**Work task**: Your task is to reproduce exactly the lines that run from the beginning of the data through the line where "Query: green goalkeeper shirt" appears.

(Collected data entries)
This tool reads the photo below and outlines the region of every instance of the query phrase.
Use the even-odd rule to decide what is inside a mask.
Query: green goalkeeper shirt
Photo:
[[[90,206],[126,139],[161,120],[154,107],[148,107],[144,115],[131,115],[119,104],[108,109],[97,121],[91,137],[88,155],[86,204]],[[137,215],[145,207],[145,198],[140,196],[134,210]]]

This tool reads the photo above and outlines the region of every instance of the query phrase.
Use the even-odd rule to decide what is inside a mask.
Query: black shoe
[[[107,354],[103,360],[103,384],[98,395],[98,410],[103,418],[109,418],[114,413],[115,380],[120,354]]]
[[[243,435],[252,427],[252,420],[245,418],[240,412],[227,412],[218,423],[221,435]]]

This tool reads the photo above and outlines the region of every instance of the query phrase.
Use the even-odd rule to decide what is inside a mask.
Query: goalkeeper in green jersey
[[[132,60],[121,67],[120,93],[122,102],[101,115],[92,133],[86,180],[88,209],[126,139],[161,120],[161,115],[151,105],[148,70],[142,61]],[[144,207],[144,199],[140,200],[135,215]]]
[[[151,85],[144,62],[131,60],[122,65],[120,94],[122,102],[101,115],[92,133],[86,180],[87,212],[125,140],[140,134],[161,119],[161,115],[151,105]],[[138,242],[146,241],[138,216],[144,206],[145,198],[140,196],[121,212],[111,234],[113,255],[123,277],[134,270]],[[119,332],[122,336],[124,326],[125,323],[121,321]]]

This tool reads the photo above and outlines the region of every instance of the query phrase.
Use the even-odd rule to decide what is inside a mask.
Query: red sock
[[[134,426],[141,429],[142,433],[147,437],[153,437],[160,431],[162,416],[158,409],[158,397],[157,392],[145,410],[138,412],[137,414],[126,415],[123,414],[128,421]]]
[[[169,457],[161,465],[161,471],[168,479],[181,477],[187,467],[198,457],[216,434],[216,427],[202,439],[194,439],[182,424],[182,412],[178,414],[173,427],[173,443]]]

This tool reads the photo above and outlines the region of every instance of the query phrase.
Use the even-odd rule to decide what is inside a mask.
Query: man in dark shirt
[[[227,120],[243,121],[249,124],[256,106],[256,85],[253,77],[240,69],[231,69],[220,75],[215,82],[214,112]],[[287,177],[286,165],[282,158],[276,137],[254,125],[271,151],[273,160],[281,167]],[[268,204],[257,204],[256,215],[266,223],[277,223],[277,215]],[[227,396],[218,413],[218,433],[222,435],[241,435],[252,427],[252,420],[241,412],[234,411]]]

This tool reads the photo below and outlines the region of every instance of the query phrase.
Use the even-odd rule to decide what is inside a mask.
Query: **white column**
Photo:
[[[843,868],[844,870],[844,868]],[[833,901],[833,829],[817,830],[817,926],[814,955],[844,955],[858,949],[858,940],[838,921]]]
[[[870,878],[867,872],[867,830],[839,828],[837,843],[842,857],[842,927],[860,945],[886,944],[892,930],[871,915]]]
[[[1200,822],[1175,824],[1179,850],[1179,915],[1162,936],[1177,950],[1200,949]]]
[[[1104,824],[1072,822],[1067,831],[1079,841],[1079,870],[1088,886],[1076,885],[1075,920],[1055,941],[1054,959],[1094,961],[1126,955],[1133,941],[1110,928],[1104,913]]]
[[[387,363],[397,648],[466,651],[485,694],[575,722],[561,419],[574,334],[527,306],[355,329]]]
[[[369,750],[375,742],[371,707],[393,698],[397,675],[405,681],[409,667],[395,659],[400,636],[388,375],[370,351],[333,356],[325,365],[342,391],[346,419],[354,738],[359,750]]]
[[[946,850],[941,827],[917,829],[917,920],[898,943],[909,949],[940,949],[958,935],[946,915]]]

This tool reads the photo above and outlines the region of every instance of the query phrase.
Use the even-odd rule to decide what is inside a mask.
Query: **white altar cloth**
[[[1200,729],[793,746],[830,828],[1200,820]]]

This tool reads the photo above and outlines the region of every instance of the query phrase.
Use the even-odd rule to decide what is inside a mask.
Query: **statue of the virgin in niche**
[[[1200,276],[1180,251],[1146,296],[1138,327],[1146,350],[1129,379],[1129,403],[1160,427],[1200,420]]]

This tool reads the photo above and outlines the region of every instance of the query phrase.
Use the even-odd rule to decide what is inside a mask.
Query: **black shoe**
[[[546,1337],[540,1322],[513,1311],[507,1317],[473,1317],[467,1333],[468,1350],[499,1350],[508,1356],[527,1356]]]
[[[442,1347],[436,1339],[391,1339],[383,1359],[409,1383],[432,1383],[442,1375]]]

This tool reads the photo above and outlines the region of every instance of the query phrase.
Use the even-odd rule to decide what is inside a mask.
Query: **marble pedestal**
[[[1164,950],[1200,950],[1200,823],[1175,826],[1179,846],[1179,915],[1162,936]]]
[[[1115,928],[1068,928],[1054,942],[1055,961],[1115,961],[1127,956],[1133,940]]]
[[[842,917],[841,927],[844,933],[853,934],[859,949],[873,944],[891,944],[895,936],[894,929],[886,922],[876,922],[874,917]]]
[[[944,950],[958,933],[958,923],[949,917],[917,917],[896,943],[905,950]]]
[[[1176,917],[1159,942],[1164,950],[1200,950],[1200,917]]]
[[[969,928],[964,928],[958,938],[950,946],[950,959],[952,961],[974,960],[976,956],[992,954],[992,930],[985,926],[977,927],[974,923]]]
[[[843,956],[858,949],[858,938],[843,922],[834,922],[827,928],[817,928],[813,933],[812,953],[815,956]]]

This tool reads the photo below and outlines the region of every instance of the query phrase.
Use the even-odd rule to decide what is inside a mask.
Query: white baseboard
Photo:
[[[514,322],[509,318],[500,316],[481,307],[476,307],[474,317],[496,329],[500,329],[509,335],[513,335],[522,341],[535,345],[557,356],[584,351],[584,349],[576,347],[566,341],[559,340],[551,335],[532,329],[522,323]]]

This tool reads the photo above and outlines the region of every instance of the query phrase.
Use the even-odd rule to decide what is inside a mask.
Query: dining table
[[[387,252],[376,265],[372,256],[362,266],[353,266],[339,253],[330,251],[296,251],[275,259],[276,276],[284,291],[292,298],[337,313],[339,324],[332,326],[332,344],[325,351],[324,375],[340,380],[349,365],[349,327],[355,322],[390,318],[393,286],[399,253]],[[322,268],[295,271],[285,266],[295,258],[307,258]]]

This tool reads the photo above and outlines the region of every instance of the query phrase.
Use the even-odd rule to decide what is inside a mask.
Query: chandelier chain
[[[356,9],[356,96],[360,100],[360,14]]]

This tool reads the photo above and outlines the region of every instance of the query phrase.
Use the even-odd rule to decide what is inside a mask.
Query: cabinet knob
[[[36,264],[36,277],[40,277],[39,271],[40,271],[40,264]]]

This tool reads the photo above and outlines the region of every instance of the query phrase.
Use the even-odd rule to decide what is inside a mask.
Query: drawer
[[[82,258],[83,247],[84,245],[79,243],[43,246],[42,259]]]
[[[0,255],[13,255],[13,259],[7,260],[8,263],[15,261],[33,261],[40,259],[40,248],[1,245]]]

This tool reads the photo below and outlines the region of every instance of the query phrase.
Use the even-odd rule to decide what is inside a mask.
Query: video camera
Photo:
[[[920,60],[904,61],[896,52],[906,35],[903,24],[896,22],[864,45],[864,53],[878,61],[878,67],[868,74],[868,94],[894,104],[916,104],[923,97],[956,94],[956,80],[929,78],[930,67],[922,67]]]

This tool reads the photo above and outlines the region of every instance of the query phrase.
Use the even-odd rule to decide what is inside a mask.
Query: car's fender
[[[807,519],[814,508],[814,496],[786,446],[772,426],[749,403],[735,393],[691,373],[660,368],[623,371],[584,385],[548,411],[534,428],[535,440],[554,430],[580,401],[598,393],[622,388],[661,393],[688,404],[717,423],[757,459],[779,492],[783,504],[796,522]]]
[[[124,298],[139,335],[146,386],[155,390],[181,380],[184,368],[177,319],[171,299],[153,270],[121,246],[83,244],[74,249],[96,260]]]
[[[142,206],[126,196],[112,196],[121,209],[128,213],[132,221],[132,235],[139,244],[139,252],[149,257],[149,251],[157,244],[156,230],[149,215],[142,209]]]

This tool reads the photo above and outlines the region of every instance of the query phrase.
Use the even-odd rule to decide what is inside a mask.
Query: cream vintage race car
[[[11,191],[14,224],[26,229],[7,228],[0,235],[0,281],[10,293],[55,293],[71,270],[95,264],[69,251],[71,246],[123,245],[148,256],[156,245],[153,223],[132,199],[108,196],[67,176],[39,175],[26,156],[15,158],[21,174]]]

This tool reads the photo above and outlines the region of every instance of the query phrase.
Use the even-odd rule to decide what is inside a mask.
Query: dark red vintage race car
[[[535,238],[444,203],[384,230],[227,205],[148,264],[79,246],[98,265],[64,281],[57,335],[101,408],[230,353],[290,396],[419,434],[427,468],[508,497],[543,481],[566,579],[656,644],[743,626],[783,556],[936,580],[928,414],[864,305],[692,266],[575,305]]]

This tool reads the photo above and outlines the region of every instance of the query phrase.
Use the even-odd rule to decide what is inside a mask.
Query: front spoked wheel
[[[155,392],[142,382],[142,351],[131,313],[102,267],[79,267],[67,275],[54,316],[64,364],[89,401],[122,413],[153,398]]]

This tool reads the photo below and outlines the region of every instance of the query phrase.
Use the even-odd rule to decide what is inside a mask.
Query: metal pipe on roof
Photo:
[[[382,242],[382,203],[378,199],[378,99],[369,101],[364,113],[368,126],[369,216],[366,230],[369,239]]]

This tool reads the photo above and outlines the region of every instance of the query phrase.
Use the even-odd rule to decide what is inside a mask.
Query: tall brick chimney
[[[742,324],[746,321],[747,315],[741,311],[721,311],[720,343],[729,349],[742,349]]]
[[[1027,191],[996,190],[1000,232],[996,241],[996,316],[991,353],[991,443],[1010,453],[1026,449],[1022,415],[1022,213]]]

**Exercise answer**:
This tool reads the photo below and outlines the region of every instance of the query phrase.
Use the even-odd rule to decide what is inside a mask.
Query: green goalkeeper shirt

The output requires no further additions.